Items from a dataset

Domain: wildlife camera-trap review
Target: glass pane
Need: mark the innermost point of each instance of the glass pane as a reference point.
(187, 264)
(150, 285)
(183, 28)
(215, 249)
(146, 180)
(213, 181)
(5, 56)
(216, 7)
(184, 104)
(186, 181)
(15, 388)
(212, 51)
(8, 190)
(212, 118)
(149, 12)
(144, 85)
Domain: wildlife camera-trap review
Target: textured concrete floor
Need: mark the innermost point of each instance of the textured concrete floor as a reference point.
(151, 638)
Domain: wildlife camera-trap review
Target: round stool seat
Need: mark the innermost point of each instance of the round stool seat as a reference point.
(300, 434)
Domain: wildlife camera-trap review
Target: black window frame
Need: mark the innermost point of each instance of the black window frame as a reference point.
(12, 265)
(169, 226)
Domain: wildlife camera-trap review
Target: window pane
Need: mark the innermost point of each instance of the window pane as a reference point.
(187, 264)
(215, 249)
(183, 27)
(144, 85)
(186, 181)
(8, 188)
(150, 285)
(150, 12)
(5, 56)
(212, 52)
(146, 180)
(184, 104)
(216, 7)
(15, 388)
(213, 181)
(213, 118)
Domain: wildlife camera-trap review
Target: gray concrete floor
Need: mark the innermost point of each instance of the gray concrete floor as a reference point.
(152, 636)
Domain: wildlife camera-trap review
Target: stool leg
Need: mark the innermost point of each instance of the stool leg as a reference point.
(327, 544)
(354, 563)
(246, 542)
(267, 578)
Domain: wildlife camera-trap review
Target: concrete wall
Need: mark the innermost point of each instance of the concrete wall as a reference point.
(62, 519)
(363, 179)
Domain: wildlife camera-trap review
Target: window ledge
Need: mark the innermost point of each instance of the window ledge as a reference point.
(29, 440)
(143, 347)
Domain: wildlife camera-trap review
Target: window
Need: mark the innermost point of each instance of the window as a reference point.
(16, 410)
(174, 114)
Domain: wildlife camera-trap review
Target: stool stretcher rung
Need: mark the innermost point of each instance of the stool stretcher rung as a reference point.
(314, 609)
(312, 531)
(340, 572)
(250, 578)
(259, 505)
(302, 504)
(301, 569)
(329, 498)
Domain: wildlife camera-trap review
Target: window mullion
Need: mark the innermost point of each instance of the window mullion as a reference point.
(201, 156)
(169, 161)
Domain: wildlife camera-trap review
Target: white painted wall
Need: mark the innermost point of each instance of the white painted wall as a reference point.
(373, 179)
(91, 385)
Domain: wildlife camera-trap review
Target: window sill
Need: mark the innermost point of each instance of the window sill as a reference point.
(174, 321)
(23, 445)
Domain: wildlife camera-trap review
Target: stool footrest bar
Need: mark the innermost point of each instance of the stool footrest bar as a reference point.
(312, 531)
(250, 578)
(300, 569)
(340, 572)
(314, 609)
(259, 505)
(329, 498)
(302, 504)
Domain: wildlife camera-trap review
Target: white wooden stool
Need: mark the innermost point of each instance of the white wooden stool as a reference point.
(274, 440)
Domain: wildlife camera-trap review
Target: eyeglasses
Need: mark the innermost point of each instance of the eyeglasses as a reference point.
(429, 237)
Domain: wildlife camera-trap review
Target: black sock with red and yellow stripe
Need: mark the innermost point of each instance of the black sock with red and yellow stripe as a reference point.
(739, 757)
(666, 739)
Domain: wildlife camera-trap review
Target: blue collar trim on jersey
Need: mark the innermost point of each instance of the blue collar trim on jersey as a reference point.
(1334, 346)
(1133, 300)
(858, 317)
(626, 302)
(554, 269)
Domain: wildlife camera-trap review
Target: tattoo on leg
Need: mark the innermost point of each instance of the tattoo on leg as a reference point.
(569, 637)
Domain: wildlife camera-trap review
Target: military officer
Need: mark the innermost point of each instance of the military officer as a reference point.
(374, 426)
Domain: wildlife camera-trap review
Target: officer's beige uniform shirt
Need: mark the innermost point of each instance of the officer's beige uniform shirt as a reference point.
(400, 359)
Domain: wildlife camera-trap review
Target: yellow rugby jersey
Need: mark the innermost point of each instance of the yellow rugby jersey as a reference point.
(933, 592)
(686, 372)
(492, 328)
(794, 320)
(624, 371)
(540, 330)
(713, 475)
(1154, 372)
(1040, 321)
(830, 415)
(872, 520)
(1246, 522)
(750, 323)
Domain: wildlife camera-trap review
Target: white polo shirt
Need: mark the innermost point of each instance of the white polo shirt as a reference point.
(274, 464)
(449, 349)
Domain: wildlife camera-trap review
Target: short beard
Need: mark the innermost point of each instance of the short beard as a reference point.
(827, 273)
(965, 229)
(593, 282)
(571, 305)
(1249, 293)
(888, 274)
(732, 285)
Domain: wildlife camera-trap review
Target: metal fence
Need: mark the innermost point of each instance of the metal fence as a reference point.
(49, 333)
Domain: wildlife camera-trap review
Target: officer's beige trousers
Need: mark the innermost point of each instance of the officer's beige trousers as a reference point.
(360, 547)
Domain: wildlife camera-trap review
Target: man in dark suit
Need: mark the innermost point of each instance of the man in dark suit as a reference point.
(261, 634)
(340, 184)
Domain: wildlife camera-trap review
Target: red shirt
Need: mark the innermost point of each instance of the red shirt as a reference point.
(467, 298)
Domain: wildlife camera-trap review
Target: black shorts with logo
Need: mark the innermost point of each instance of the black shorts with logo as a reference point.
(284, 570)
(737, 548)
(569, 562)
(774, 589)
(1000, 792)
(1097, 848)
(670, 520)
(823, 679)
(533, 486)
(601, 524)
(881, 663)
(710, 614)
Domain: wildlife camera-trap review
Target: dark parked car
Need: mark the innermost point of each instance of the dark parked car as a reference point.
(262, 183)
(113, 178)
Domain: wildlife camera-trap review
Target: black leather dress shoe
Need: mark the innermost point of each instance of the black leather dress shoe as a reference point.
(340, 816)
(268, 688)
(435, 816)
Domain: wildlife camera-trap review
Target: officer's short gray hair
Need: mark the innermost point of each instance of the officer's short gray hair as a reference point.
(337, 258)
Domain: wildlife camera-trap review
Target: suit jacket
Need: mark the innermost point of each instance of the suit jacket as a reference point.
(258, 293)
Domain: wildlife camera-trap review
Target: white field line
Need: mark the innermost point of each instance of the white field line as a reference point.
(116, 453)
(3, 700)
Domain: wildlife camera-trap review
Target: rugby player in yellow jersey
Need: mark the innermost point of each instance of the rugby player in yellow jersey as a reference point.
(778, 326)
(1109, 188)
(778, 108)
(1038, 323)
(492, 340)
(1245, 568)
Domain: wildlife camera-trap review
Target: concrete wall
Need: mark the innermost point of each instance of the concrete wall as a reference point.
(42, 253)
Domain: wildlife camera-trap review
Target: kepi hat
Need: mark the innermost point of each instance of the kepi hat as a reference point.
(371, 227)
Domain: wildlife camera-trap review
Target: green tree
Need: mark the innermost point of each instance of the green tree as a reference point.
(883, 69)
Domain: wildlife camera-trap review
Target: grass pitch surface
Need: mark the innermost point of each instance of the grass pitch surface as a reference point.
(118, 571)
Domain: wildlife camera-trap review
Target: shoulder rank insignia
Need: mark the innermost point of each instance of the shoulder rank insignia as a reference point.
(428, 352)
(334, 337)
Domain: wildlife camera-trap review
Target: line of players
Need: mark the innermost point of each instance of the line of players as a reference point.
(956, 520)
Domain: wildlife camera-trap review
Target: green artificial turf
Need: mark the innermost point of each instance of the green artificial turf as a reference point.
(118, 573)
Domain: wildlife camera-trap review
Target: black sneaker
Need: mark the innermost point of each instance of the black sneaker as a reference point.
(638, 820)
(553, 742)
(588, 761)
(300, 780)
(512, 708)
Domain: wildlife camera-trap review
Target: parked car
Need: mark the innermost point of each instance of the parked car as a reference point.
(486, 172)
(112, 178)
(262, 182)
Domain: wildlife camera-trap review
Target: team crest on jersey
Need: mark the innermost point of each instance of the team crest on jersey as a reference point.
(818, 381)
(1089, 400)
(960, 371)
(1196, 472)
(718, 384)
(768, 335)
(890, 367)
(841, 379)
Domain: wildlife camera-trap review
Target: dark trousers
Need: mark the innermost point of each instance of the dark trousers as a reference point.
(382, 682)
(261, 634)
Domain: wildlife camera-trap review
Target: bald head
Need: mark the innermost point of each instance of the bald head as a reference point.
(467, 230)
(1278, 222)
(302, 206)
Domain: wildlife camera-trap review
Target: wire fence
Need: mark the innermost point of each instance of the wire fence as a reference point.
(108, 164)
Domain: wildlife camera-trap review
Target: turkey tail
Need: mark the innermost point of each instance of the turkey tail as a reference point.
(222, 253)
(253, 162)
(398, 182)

■ **About this task**
Above are the lines; repeat exactly the ones from the line containing "Target: round stool seat" down to the line containing "Target: window pane", both inclusive.

■ **Answer to the problem**
Target: round stool seat
Need: mark the innermost point of each instance of the round stool seat as a reference point.
(300, 434)
Domain: wildlife camera-trap review
Target: black window frame
Need: mark the innermost point of each instance of the black window frame as a reference point.
(12, 265)
(169, 226)
Domain: wildlife camera-trap review
Target: window pane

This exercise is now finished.